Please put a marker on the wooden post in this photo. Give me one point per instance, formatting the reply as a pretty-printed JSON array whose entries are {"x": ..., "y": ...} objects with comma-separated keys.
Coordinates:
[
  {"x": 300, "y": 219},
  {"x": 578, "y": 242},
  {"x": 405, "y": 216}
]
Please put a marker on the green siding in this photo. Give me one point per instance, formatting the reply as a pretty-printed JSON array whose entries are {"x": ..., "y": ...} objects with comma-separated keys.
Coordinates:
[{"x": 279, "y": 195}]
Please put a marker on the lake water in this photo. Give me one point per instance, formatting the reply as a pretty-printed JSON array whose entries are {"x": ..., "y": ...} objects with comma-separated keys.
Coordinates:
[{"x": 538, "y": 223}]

───

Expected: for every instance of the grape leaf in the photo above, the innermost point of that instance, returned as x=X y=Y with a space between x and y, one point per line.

───

What to produce: Would you please filter the lines above and copy every one that includes "keys"?

Solution to the exercise:
Please put a marker on the wooden post in this photo. Give me one point per instance, formatting the reply as a pretty-printed JSON array whose entries are {"x": ..., "y": ...} objects with comma-separated keys.
Please put a marker on the green siding in this photo. Give me one point per instance, formatting the reply as a pretty-printed JSON array whose entries are {"x": ..., "y": ...} objects with comma-separated keys.
Please put a marker on the lake water in this photo. Give me one point per instance, formatting the reply as a pretty-printed JSON array whose entries are {"x": ..., "y": ...} objects with comma-separated keys.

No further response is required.